From the listing below, copy each line that contains the string "granite". Case counts, so skip lines where the string appears only in a different case.

#####

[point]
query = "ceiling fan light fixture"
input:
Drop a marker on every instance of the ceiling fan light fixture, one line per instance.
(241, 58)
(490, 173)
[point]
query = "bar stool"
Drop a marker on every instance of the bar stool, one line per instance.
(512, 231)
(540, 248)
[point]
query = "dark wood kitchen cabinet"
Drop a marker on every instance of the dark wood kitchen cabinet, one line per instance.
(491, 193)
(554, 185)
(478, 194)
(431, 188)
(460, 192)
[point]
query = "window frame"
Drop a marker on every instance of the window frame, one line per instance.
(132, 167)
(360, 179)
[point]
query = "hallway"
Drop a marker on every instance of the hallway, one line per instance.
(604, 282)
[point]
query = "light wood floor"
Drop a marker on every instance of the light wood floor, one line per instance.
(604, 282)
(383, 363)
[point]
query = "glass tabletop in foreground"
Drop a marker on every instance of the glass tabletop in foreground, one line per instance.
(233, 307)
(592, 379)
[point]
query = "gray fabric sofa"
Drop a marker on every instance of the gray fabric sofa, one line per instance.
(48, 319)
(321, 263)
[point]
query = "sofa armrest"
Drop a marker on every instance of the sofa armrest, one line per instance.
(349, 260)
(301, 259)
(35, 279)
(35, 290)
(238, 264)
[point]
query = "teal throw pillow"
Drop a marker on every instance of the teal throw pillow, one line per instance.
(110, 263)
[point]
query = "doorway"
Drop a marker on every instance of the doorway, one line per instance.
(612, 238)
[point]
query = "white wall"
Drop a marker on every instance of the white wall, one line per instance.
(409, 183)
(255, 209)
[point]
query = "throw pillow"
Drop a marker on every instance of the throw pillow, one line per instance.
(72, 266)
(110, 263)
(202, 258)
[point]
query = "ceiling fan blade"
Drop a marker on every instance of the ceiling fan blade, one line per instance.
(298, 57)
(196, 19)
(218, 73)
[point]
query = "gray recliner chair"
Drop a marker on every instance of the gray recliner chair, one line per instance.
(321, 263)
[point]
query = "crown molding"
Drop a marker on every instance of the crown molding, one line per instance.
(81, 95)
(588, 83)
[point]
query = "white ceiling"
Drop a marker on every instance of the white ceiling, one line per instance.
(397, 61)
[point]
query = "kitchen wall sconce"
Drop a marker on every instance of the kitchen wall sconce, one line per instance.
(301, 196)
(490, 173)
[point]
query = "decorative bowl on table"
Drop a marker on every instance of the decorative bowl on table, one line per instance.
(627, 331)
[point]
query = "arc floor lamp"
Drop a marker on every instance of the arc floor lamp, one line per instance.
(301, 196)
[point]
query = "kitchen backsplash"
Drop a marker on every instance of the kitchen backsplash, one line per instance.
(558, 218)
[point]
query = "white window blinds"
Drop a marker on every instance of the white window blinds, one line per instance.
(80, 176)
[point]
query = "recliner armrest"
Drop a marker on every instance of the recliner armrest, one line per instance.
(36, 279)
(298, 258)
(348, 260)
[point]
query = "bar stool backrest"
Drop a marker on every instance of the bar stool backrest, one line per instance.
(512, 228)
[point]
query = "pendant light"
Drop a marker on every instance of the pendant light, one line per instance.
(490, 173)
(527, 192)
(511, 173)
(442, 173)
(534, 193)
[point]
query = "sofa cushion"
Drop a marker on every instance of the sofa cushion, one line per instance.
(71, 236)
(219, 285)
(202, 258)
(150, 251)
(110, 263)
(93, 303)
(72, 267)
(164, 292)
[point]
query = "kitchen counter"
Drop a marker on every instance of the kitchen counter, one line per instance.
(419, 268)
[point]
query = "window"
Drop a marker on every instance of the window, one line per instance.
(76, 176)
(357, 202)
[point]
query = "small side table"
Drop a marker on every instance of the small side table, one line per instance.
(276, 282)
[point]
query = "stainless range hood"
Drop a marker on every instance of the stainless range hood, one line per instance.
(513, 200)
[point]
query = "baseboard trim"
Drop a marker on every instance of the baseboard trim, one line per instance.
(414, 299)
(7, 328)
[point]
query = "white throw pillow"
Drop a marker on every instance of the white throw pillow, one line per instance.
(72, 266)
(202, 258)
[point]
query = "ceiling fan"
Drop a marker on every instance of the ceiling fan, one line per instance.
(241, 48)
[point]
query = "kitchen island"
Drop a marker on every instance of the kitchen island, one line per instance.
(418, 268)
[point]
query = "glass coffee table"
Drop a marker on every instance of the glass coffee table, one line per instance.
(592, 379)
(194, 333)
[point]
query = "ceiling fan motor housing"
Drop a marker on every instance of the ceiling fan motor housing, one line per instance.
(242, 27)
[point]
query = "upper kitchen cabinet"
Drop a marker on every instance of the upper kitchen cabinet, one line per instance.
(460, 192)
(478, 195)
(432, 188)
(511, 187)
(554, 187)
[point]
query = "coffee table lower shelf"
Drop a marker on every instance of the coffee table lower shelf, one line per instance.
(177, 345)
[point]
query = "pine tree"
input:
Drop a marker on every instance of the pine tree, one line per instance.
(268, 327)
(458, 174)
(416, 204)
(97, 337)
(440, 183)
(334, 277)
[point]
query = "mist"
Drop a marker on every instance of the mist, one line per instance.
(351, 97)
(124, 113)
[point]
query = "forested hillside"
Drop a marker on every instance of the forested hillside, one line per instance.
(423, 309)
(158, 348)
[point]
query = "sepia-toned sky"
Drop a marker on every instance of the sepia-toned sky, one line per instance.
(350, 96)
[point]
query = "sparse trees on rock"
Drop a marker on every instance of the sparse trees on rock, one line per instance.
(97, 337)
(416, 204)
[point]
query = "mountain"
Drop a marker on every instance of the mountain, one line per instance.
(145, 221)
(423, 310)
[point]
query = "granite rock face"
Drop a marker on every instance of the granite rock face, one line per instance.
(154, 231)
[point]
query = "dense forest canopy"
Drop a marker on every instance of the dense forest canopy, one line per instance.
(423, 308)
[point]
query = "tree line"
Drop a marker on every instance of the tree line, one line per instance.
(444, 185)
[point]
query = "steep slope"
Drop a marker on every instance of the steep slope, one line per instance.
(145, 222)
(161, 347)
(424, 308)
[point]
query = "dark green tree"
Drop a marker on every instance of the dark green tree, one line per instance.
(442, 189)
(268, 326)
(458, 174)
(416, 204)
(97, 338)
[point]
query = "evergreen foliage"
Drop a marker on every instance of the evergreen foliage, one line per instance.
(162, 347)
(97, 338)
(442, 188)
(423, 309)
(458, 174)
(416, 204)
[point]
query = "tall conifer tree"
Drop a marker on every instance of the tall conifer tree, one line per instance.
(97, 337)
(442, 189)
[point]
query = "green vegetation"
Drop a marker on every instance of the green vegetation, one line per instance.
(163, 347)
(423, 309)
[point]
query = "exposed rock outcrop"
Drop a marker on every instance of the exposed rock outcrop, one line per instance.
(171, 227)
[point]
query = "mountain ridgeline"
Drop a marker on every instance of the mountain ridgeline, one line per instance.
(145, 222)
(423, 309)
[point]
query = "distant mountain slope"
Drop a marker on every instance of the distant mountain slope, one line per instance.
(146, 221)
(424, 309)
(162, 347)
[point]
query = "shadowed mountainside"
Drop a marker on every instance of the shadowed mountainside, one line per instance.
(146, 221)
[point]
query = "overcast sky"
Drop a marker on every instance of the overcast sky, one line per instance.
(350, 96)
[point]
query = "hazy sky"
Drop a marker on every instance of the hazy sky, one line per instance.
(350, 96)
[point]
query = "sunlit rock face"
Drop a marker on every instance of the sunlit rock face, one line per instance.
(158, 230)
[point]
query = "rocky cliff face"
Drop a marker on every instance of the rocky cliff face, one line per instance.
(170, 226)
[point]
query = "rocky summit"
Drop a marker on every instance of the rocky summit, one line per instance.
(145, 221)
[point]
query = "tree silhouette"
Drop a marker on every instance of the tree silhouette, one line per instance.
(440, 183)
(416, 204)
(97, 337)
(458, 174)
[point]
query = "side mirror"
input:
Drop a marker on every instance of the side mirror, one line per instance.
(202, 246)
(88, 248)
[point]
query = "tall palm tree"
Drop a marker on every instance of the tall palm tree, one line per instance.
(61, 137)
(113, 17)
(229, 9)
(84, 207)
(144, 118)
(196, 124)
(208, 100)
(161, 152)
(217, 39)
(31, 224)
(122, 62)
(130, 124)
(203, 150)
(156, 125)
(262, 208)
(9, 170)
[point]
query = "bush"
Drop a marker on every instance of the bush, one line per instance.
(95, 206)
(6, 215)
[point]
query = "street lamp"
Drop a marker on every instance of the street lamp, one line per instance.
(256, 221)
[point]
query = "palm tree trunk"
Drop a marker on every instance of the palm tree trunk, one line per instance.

#####

SOLVED EXERCISE:
query = "granite rock face"
Drop a marker on every instance of the granite rock face, one line per instance.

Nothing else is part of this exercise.